What you should do: Which lines in the data below contain the word "small"? Find each one and copy it out in full.
◇ ◇ ◇ ◇ ◇
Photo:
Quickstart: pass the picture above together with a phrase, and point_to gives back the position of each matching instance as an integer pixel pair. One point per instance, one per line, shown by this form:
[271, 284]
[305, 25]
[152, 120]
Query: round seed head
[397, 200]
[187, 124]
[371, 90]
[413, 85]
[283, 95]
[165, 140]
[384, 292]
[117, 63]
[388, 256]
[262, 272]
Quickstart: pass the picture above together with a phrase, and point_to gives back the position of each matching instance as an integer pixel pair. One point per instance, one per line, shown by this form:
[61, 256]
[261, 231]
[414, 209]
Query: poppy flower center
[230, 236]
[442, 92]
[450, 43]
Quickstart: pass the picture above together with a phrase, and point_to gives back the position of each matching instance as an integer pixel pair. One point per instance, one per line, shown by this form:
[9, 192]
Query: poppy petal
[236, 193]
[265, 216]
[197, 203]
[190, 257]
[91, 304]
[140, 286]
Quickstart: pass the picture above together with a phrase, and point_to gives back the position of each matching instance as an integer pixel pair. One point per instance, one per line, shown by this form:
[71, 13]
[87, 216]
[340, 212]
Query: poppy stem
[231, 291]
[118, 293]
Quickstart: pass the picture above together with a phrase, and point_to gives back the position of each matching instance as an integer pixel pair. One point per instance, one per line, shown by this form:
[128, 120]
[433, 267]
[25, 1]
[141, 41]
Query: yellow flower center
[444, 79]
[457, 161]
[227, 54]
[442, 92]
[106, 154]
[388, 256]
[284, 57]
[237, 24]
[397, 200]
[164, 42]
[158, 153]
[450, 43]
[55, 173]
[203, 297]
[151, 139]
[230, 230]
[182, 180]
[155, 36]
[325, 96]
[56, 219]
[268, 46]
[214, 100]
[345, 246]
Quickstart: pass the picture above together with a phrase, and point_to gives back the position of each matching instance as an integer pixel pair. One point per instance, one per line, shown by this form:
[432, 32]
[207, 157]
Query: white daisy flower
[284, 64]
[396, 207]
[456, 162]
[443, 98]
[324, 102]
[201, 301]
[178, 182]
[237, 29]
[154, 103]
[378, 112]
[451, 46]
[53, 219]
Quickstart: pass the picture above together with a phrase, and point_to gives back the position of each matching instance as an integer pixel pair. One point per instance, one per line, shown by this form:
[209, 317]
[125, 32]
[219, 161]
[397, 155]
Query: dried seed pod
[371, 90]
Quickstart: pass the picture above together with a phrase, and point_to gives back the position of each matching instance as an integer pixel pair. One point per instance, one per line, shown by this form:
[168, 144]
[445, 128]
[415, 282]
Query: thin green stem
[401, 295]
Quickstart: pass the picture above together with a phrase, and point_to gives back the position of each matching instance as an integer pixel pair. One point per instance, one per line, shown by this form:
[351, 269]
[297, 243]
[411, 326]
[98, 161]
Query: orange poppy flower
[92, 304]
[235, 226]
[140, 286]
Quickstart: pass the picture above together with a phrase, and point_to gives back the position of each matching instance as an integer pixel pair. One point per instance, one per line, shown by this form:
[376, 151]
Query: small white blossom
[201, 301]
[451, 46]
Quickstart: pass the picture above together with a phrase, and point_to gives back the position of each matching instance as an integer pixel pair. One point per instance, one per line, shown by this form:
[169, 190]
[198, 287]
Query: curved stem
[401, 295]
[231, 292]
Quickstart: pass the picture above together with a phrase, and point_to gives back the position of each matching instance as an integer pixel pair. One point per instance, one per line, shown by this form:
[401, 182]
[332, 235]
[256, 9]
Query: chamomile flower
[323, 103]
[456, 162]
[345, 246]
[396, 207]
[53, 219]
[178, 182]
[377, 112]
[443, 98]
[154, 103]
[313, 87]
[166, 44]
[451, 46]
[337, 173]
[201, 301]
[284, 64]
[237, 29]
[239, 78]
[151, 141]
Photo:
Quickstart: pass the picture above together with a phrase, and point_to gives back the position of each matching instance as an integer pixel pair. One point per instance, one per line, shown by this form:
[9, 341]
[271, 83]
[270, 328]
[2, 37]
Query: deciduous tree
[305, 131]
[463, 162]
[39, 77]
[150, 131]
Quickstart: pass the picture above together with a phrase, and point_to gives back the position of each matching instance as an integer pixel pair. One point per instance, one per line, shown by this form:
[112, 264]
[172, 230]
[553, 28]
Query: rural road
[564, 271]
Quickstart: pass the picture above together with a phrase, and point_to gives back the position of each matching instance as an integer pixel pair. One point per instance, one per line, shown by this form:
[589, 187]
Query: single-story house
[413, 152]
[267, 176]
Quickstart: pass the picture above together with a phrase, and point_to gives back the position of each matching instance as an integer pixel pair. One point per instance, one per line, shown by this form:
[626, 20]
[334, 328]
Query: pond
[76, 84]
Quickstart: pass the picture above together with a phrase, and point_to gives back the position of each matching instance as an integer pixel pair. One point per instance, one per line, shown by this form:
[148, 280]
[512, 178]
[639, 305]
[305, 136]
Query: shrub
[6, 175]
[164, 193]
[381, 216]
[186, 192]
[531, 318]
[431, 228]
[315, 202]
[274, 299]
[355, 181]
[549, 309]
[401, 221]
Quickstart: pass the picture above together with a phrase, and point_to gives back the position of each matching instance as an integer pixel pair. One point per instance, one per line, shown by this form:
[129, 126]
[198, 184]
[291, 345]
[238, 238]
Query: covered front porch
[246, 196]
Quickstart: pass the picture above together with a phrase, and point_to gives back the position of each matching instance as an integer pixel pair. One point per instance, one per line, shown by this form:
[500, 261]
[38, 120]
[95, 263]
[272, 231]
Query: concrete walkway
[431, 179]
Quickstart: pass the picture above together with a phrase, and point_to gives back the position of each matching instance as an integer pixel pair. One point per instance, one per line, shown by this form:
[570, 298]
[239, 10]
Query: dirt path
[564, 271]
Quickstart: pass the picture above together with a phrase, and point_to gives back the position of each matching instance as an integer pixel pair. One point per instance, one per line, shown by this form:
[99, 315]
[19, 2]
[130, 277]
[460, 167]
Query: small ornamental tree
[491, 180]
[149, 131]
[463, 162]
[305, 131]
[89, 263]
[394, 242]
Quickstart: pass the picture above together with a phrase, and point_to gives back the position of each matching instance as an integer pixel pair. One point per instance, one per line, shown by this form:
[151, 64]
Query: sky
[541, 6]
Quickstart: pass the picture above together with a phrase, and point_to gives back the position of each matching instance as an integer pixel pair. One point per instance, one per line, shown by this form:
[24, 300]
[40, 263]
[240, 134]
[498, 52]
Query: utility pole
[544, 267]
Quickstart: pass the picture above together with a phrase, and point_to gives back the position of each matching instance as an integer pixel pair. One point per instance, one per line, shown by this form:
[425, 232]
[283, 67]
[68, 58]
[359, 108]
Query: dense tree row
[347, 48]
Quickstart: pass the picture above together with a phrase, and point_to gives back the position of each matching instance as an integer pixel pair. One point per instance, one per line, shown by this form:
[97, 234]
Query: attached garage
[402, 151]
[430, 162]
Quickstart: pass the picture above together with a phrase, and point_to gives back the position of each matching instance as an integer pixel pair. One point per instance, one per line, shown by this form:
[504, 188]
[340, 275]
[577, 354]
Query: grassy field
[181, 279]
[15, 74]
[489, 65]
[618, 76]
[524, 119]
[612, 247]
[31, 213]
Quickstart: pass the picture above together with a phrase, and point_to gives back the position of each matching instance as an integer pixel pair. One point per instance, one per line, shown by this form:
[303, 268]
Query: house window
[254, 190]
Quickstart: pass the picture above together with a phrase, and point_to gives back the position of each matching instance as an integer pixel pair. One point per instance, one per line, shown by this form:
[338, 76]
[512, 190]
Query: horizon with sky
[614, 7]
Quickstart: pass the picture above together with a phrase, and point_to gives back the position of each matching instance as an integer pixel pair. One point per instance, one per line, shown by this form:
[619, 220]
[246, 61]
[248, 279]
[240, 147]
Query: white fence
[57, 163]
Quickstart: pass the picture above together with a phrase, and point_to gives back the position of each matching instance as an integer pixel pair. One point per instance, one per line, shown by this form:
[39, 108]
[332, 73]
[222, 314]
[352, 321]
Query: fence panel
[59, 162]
◇ ◇ ◇ ◇ ◇
Solution for this task:
Query: small white blossom
Query: small ornamental tree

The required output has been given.